- [Excerpted text]

Fossil fuel subsidies are bad economic policy, bad social policy and bad for the environment. Yet, many countries have some type of fossil fuel subsidy. In 2013, those subsidies added up to nearly $550 billion.

Why are so many countries spending so much on what is simply bad policy? And how can they reform these subsidies? This is what a panel of government ministers who have implemented reforms debated during the IMF/World Bank Group Spring Meetings in an event organized by ESMAP and co-hosted by the World Bank Group, the United States, and Friends of Fossil Fuel Subsidy Reform.

The panelists – representing countries as different as Angola, Egypt, Honduras, and Ukraine – described the countries’ varied experiences, but out of these varied experiences, four common messages emerged:

  1. Communication, communication, communication. Subsidy reform is not a technical challenge; it is a political one. Success requires that people understand what’s in it for them, why the reforms are needed, and what will be obtained in exchange for higher fuel prices. So communication is key. As Finance Minister Armando Manuel of Angola pointed out, it must be based on a deep understanding of stakeholders’ concerns.
  2. Communication must be based on a real offer. Communicating to people what’s in it for them requires that there actually be something real in it.  All four countries have put in place improved social protection to protect the poor from the impacts of higher energy prices. In Angola and Egypt, the money saved from the reforms is being used to increased public investments in public goods such as health, education and infrastructure. Finance Minister Hany Kadry Dimian of Egypt called for honesty in the reforms and noted how his Ministry is working with line ministries to ensure that the increases in social spending are not just one-offs but have lasting social impact. This is critical to the legitimacy of the reform: it cannot be pushed by outside forces, and it must be perceived as bringing real improvements domestically. 
  3. Reforms are not just about prices. To Honduras Central Bank President Marlon Tabora, the biggest mistake is to think that subsidy reform is only about subsidy reform. It is critical to look at social policies, energy policies and the structure of the energy sector, and institutional reforms. All of these countries used subsidy reforms to strengthen social policy more broadly. In the Ukraine, one element that helped increase the acceptability of the reform was to allow people to apply for social assistance by mail, so asking for help is less public.

- [Information shown]

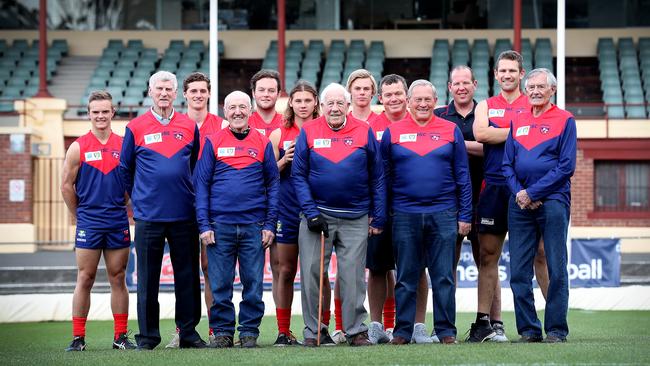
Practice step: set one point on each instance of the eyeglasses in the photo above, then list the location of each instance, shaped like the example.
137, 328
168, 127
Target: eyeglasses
541, 88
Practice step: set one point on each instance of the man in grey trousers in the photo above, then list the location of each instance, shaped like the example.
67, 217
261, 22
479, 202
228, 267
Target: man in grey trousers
338, 177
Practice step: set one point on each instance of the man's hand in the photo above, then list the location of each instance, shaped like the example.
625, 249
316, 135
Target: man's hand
288, 154
207, 237
267, 238
464, 228
318, 224
522, 199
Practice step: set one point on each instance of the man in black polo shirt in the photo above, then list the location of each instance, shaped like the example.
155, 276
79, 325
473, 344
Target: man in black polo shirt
462, 85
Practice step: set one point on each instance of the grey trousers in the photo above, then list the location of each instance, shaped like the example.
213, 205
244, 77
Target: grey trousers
350, 237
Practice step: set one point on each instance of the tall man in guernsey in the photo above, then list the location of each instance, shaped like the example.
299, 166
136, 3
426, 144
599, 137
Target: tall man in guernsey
158, 157
196, 90
380, 260
338, 177
492, 121
538, 162
95, 194
237, 185
428, 182
266, 87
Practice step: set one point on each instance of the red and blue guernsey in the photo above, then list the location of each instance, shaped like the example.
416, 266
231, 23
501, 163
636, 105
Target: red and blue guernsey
211, 124
289, 207
379, 123
257, 122
101, 202
426, 167
158, 161
237, 181
500, 115
540, 155
339, 172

- [Given problem 1]
In the text on fossil fuel subsidy reform, how much did fossil fuel subsidies add up to in 2013?
- [Given problem 2]
Reproduce the text on fossil fuel subsidy reform word for word, from "Fossil fuel subsidies" to "nearly $550 billion.".
- [Given problem 3]
Pick up the text on fossil fuel subsidy reform at its last sentence and carry it on.

- [Task result 1]
Nearly $550 billion.

- [Task result 2]
Fossil fuel subsidies are bad economic policy, bad social policy and bad for the environment. Yet, many countries have some type of fossil fuel subsidy. In 2013, those subsidies added up to nearly $550 billion.

- [Task result 3]
  4. Reforms will most likely only happen when they can no longer be avoided, but a lot of preparation can be done in advance. Ukraine increased gas prices by 450 percent in the middle of a war. But as Minister of Finance Natalie Jaresko of Ukraine pointed out, reforming the gas subsidy was a matter of survival. Similarly, Honduras’ reforms occurred as the country was running a deficit of 8% of GDP, 2% of which was due to energy subsidies. The technical teams had started breaking ground years before and were able to seize the opportunity.
These may seem like common sense messages, but they represent a shift in implementation strategies. Efforts are no longer simply focused on the technical design, but take on the political context. As a result, subsidy reforms are gaining ground around the world, with 25 countries having initiated reforms over the last two years. 

What is the World Bank Group doing in this context? A lot. President Jim Kim has spoken out about the need for fossil fuel reform. Chief Economist Kaushik Basu has argued that low oil prices are creating a great opportunity to reform subsidies. Colleagues working on macroeconomics, fiscal policy, poverty, social development, and energy have been supporting government reforms of fossil fuel subsidies in several countries. In fact, we are currently assisting Ukraine and Angola to reform fossil fuel subsides while improving social protection.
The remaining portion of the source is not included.